INFORMATION SHOWN -

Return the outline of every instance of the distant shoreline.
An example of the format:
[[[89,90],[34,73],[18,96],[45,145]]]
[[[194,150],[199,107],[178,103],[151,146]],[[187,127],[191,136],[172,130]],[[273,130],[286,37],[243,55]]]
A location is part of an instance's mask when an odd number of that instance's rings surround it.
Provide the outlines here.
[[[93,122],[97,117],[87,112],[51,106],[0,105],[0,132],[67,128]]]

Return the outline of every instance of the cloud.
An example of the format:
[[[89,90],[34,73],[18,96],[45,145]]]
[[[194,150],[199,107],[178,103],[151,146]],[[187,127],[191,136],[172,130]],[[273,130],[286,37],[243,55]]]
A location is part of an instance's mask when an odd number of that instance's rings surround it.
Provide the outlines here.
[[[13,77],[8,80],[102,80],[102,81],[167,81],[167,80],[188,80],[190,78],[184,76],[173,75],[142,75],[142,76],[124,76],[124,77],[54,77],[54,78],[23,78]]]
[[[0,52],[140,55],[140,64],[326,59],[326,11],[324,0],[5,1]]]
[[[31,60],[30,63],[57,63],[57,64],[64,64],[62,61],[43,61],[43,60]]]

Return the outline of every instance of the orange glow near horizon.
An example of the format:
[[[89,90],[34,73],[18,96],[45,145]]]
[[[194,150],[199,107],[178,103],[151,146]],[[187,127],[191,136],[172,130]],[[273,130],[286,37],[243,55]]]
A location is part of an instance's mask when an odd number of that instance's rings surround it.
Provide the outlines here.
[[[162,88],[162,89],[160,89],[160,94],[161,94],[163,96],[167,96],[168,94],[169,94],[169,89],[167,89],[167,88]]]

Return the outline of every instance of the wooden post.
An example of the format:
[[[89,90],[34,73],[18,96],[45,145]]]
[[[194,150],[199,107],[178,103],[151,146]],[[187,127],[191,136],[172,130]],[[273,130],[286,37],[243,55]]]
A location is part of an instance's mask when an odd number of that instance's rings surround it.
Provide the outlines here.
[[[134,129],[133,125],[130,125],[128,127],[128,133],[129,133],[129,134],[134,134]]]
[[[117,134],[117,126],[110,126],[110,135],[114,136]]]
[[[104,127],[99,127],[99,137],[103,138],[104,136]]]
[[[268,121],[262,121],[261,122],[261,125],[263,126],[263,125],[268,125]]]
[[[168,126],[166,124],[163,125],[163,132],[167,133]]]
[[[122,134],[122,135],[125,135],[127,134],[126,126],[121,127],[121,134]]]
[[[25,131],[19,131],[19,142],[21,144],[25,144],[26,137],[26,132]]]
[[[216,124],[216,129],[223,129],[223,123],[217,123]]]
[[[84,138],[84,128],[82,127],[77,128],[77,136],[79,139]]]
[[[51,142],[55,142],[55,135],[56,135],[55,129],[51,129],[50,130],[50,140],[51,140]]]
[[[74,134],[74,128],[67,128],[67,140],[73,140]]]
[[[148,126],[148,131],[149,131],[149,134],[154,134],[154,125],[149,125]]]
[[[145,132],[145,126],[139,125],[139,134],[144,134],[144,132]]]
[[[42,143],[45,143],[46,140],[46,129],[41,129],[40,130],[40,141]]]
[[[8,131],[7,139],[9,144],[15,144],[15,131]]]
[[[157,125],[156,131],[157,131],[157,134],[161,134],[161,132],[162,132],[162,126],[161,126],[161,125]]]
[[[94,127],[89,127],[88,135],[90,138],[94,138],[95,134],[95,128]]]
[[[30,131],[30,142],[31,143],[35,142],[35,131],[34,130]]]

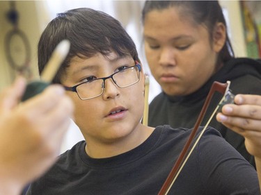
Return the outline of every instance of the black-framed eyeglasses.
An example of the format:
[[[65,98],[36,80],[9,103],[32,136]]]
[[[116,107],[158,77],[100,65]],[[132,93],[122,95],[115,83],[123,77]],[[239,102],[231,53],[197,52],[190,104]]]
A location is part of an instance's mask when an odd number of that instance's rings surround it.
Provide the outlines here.
[[[65,90],[77,92],[81,100],[87,100],[101,96],[105,88],[105,80],[111,78],[120,88],[129,87],[140,80],[141,66],[135,61],[136,65],[113,73],[111,76],[88,80],[73,87],[64,86]]]

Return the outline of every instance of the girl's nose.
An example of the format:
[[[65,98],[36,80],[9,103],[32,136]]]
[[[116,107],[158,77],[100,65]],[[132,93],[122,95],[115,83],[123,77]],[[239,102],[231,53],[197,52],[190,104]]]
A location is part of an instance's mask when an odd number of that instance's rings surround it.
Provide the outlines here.
[[[161,49],[159,63],[163,67],[175,66],[176,65],[175,51],[172,48],[166,47]]]

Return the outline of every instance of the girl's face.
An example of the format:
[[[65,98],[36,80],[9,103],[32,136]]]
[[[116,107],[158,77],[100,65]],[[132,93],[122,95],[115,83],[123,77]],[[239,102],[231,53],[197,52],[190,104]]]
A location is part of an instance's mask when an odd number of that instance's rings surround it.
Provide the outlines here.
[[[119,58],[114,53],[107,58],[100,53],[87,59],[76,56],[66,69],[62,83],[72,87],[134,65],[130,56]],[[140,75],[138,83],[125,88],[119,88],[108,78],[102,95],[88,100],[81,100],[76,92],[68,92],[75,105],[74,121],[88,144],[106,144],[128,139],[136,142],[134,137],[141,132],[139,130],[144,101],[144,78],[142,72]]]
[[[147,13],[145,51],[151,72],[168,95],[191,94],[215,72],[220,40],[210,42],[209,32],[175,7]]]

WHAT YOU SHOULD DO - Convert every line of the listing into a JSON list of strings, one string per line, with blank lines omitted. Leave the pictures out of your answer.

FINISHED ANSWER -
[
  "Return the outline of every instance of the distant shoreline.",
  "An example of the format:",
  "[[[89,90],[34,73],[18,96],[45,145]]]",
  "[[[194,150],[199,107],[178,103],[151,146]],[[187,127],[191,136],[172,130]],[[273,130],[286,37],[243,55]]]",
  "A location is part of an instance's mask when an odd number of that instance's rings surround it.",
  "Provide the outlines here.",
  "[[[93,122],[97,117],[87,112],[51,106],[0,105],[0,132],[67,128]]]",
  "Return the outline of every instance of the cloud.",
  "An example of the format:",
  "[[[89,90],[34,73],[18,96],[45,145]]]",
  "[[[194,150],[199,107],[178,103],[151,146]],[[187,127],[191,136],[172,130]],[[273,130],[286,37],[243,55]]]",
  "A location is part of an instance's mask when an odd number of that instance's rings surround it.",
  "Provide the outlines here.",
  "[[[13,77],[8,80],[102,80],[102,81],[167,81],[167,80],[188,80],[190,78],[184,76],[173,75],[142,75],[142,76],[124,76],[124,77],[54,77],[54,78],[23,78]]]",
  "[[[0,52],[140,55],[140,64],[326,59],[326,11],[324,0],[5,1]]]",
  "[[[31,60],[30,63],[57,63],[57,64],[64,64],[62,61],[43,61],[43,60]]]",
  "Return the outline of every instance of the orange glow near horizon.",
  "An example of the format:",
  "[[[89,90],[34,73],[18,96],[45,145]]]",
  "[[[194,150],[199,107],[178,103],[151,146]],[[187,127],[191,136],[172,130]],[[273,130],[286,37],[243,55]]]",
  "A location is part of an instance's mask when an odd number of that instance's rings surround it.",
  "Provide the outlines here.",
  "[[[162,88],[162,89],[160,89],[160,94],[161,94],[163,96],[167,96],[168,94],[169,94],[169,89],[167,89],[167,88]]]",
  "Return the outline of every instance of the wooden post.",
  "An example of the format:",
  "[[[89,90],[34,73],[18,96],[45,145]]]",
  "[[[194,150],[199,107],[178,103],[151,146]],[[187,127],[191,136],[172,130]],[[273,130],[286,37],[243,55]]]",
  "A location is part of an instance's mask when an odd number of that instance's rings surround it.",
  "Provide the outlines here.",
  "[[[134,129],[133,125],[130,125],[128,127],[128,133],[129,133],[129,134],[134,134]]]",
  "[[[117,134],[117,126],[110,126],[110,135],[114,136]]]",
  "[[[104,127],[99,127],[99,137],[103,138],[104,136]]]",
  "[[[268,121],[262,121],[261,122],[261,125],[263,126],[263,125],[268,125]]]",
  "[[[168,126],[166,124],[163,125],[163,132],[167,133]]]",
  "[[[122,134],[122,135],[125,135],[127,134],[126,126],[121,127],[121,134]]]",
  "[[[25,131],[19,131],[19,142],[21,144],[25,144],[26,137],[26,132]]]",
  "[[[216,124],[216,129],[223,129],[223,123],[217,123]]]",
  "[[[84,138],[84,128],[82,127],[77,128],[77,136],[79,139]]]",
  "[[[51,142],[55,142],[55,135],[56,135],[55,129],[51,129],[50,130],[50,140],[51,140]]]",
  "[[[74,134],[74,128],[67,128],[67,140],[73,140]]]",
  "[[[148,126],[148,131],[149,131],[149,134],[154,134],[154,125],[149,125]]]",
  "[[[145,132],[145,126],[139,125],[139,134],[144,134],[144,132]]]",
  "[[[42,143],[45,143],[46,140],[46,129],[41,129],[40,130],[40,141]]]",
  "[[[8,131],[7,139],[9,144],[15,144],[15,131]]]",
  "[[[157,125],[156,131],[157,131],[157,134],[161,134],[161,132],[162,132],[162,126],[161,126],[161,125]]]",
  "[[[94,127],[89,127],[88,135],[90,138],[94,138],[95,134],[95,128]]]",
  "[[[30,131],[30,142],[31,143],[35,142],[35,131],[34,130]]]",
  "Return the outline of every instance of the black-framed eyeglasses.",
  "An example of the format:",
  "[[[65,98],[36,80],[9,103],[32,136]]]",
  "[[[116,107],[158,77],[100,65]],[[132,93],[122,95],[115,83],[123,77]],[[239,102],[231,53],[197,52],[190,104]]]",
  "A location is part of an instance's mask when an odd number of that instance's rings surround it.",
  "Provide the outlines here.",
  "[[[65,90],[77,92],[81,100],[87,100],[101,96],[105,88],[105,80],[111,78],[120,88],[129,87],[140,80],[141,66],[135,61],[136,65],[113,73],[111,76],[88,80],[73,87],[64,86]]]",
  "Return the outline of every instance of the girl's nose.",
  "An example of the format:",
  "[[[65,98],[36,80],[9,103],[32,136]]]",
  "[[[116,107],[158,77],[100,65]],[[132,93],[122,95],[115,83],[123,77]],[[239,102],[231,53],[197,52],[190,104]]]",
  "A location is part of an instance's mask when an odd number of that instance's rings surround it.",
  "Provide the outlines here.",
  "[[[161,49],[159,63],[163,67],[175,66],[176,65],[175,51],[172,48],[166,47]]]",
  "Return the outline of every instance of the girl's face.",
  "An example of the format:",
  "[[[65,98],[36,80],[9,103],[32,136]]]",
  "[[[116,107],[158,77],[100,65]],[[132,93],[122,95],[115,83],[123,77]],[[239,102],[231,53],[197,52],[190,104]]]",
  "A location is part of an instance's mask when an odd number of that instance's rings surround it.",
  "Provide the outlines here.",
  "[[[119,58],[114,53],[107,58],[100,53],[87,59],[76,56],[66,69],[62,83],[72,87],[134,65],[130,56]],[[140,75],[138,83],[125,88],[119,88],[108,78],[102,95],[88,100],[81,100],[76,92],[68,92],[75,105],[74,121],[88,144],[106,144],[128,139],[136,142],[134,137],[141,132],[139,130],[144,101],[144,78],[142,72]]]",
  "[[[147,13],[145,51],[151,72],[168,95],[191,94],[215,72],[220,40],[210,42],[209,32],[175,7]]]"
]